** START Input rows **

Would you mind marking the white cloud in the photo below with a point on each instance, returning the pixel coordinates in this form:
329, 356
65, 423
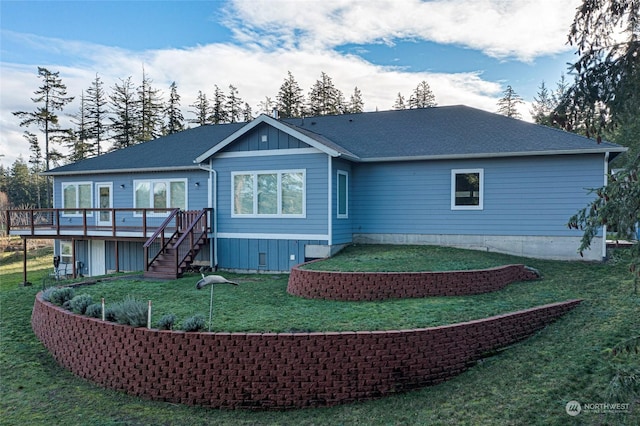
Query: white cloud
523, 29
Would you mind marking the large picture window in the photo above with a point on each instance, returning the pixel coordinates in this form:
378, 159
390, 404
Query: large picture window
76, 196
160, 194
343, 195
467, 189
268, 194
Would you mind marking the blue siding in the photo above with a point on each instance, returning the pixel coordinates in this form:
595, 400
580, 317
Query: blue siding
522, 196
316, 169
244, 253
276, 139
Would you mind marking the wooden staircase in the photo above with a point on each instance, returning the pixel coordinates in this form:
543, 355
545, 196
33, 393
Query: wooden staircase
168, 255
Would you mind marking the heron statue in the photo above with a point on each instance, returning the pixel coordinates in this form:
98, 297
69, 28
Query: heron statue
211, 280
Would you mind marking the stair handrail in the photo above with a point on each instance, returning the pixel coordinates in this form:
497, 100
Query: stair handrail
189, 232
163, 241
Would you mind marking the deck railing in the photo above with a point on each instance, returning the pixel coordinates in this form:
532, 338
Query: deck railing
114, 222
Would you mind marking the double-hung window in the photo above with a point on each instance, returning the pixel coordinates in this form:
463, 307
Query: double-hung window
278, 193
343, 195
160, 194
467, 189
77, 195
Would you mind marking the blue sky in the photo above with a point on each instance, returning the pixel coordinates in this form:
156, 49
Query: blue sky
467, 50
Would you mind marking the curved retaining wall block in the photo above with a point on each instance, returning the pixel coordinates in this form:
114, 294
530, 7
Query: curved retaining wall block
284, 370
398, 285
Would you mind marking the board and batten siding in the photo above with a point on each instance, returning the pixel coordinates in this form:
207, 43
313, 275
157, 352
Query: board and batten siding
532, 196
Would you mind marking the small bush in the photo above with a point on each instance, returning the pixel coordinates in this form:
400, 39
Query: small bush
61, 295
166, 322
46, 293
194, 323
94, 310
80, 303
132, 312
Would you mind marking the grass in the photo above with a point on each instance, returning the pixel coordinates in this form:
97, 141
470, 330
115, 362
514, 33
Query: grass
527, 384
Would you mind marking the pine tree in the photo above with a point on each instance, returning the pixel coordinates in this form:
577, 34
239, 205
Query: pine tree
399, 103
246, 113
151, 109
78, 142
202, 110
233, 105
325, 98
96, 113
290, 99
422, 96
125, 114
356, 104
53, 97
218, 111
543, 106
175, 120
508, 104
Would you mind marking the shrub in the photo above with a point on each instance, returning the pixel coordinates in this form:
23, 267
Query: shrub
94, 310
80, 303
166, 322
132, 312
194, 323
61, 295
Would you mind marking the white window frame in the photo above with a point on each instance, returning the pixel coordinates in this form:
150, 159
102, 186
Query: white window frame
454, 173
278, 173
74, 211
344, 215
152, 182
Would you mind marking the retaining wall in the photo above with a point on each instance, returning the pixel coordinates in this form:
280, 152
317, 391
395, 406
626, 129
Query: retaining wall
397, 285
284, 370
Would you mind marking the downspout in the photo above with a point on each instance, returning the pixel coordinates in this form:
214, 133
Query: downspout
604, 227
213, 202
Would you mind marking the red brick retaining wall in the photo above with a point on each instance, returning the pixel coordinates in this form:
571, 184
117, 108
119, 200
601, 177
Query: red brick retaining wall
269, 370
399, 285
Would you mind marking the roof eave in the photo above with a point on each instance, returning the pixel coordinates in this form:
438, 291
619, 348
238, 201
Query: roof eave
617, 150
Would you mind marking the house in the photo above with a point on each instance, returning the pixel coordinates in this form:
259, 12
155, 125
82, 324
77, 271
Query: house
268, 194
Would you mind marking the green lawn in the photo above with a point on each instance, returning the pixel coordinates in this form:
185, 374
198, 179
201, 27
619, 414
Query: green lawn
527, 384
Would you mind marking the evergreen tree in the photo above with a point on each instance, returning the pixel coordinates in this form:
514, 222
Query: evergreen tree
218, 111
202, 110
151, 111
246, 113
399, 103
233, 105
125, 114
96, 114
78, 142
266, 106
543, 106
508, 104
52, 96
290, 99
422, 96
325, 98
175, 120
356, 104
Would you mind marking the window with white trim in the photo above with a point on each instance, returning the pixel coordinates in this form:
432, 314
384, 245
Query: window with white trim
160, 194
279, 193
343, 195
77, 195
467, 189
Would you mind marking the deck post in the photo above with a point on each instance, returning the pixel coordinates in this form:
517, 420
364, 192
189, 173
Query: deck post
25, 283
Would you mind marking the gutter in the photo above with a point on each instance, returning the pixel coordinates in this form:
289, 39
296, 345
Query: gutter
213, 202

** END Input rows **

**Set task:**
Please copy every one of the lines above back word for word, but leave the pictures out.

**Reply to the task:**
Would you mind marking the white cloud in the photo below with a point on each instance, returning the pixel coordinates in this form:
329, 356
65, 423
Query: white cloud
523, 29
Would you mind marking the large picture window in the photo above with a point on each instance, returning the pixel coordinates in this form:
378, 159
390, 404
Query: large picture window
76, 196
160, 194
343, 195
467, 189
268, 194
Would you mind marking the blue siding in the photo above with a point on each instance, returning the pixel coordinates in this form:
595, 400
580, 317
Query: blue siding
522, 196
316, 169
244, 253
276, 139
Would you mind marking the wooden staircase in the photo above with a point on each instance, returning the pixel coordinates in this form:
543, 355
545, 196
33, 393
Query: wooden staircase
168, 255
Would you mind marking the heron statue in the photo above with a point on each instance, returning the pixel coordinates in this form:
98, 297
69, 28
Query: heron statue
211, 280
Would you mind marking the stair handrail in the photo above with a point on each instance, returning the pixel coordinates in this form:
497, 100
Query: stair handrail
189, 232
163, 241
Would you mind marking the deck railing in the photo above with a point on each instance, returning the pixel coordinates in this form:
532, 338
Query: deck railing
114, 222
Would you mind marking the double-hung window in the photo above with a point on each instance, returning the pixel coordinates in this form:
463, 307
Query: double-hung window
278, 193
343, 195
160, 194
467, 189
77, 195
Would you mind marking the blue sky in the photo above with a point on each instance, returning the pixel coordinates in this form:
156, 49
Query: blue sky
467, 50
Would you mind marking the curved retaining wall block in the photo above with a point on each instance, returning the pixel coordinates in this form:
114, 294
530, 7
Query: curved retaining wall block
284, 370
398, 285
Would you mind marking the board and batten siding in the photo above with a point on each instance, returning the pixel coordinates in this form:
207, 43
313, 275
157, 352
Query: board and batten siding
532, 196
Would you mind marking the small bush in the photo above with a point on each instance, returning the pixel coordinates in this form:
400, 39
Query: small bush
61, 295
166, 322
46, 293
194, 323
94, 310
80, 303
132, 312
Would you mind marking the grass in the photo above with a point on each instance, returning the pixel coordinates in this form:
97, 141
470, 330
115, 362
514, 33
Query: grass
527, 384
Would you mind marking the pine tree in the photo above with a point on each instance, returning the pixel coordinates in this form:
577, 34
239, 205
Query: pine tree
399, 103
246, 113
151, 109
78, 142
202, 110
233, 105
325, 98
96, 113
290, 99
422, 96
125, 114
356, 104
53, 97
218, 111
543, 106
175, 120
508, 104
Would you mind marking the shrub in the photo above with a point on each instance, returning the pixel coordinates in this form:
23, 267
Query: shrub
94, 310
80, 303
166, 322
132, 312
194, 323
61, 295
Would you mind marking the white window frame in the photo above with a point on each instance, returning the pixel coordinates in this form:
150, 159
102, 186
Query: white window frame
454, 173
278, 173
74, 211
344, 215
152, 182
Would you mind marking the retaining wall in the photo above with a point on each instance, returning the pixel coordinates in this form:
280, 152
317, 391
395, 406
626, 129
Query: retaining wall
397, 285
284, 370
Would you mind marking the downspout in the photo above with a point on each instance, returning the pixel coordinates in this form:
214, 133
Query: downspout
604, 227
213, 202
Would you mind marking the red brick retaining wall in the photo above with a point on each instance, returning the pixel coordinates in this form:
571, 184
117, 108
119, 200
601, 177
Query: red brick retaining wall
269, 370
399, 285
Would you mind marking the roof eave in the photo above with a point on each instance, returning the pixel coordinates in this form:
438, 291
619, 348
238, 201
Query: roof eave
617, 150
Would you mind marking the house in the photo above with a point on each instance, returning the pixel coordinates in this form:
259, 12
155, 125
82, 324
77, 271
Query: house
268, 194
Would you mind marking the green lawn in the photo above with a point on each instance, returning the pixel coordinates in this form:
185, 374
198, 179
201, 27
619, 414
Query: green lawn
527, 384
Would you mind marking the evergreen tree in the photo above with a point on each instance, returning the pixel coordinates in this form:
514, 222
Query: evergreen tree
218, 111
202, 110
151, 111
246, 113
399, 103
233, 105
125, 114
96, 114
78, 142
266, 106
543, 106
508, 104
52, 96
290, 99
422, 96
325, 98
175, 120
356, 104
Would you mind marking the window with white trim in the photo above with a point on each instance, returning the pixel coordinates in this form:
432, 314
384, 245
Query: window with white trim
160, 194
279, 193
343, 195
77, 195
467, 189
Would you mind marking the deck post in the photo above with a point on each instance, returning the pixel coordinates in this form:
517, 420
364, 192
189, 173
Query: deck post
25, 283
Would you mind marking the gutter in the photo above with a point on each instance, returning the pixel coordinates in this form:
289, 39
296, 345
Query: gutter
213, 202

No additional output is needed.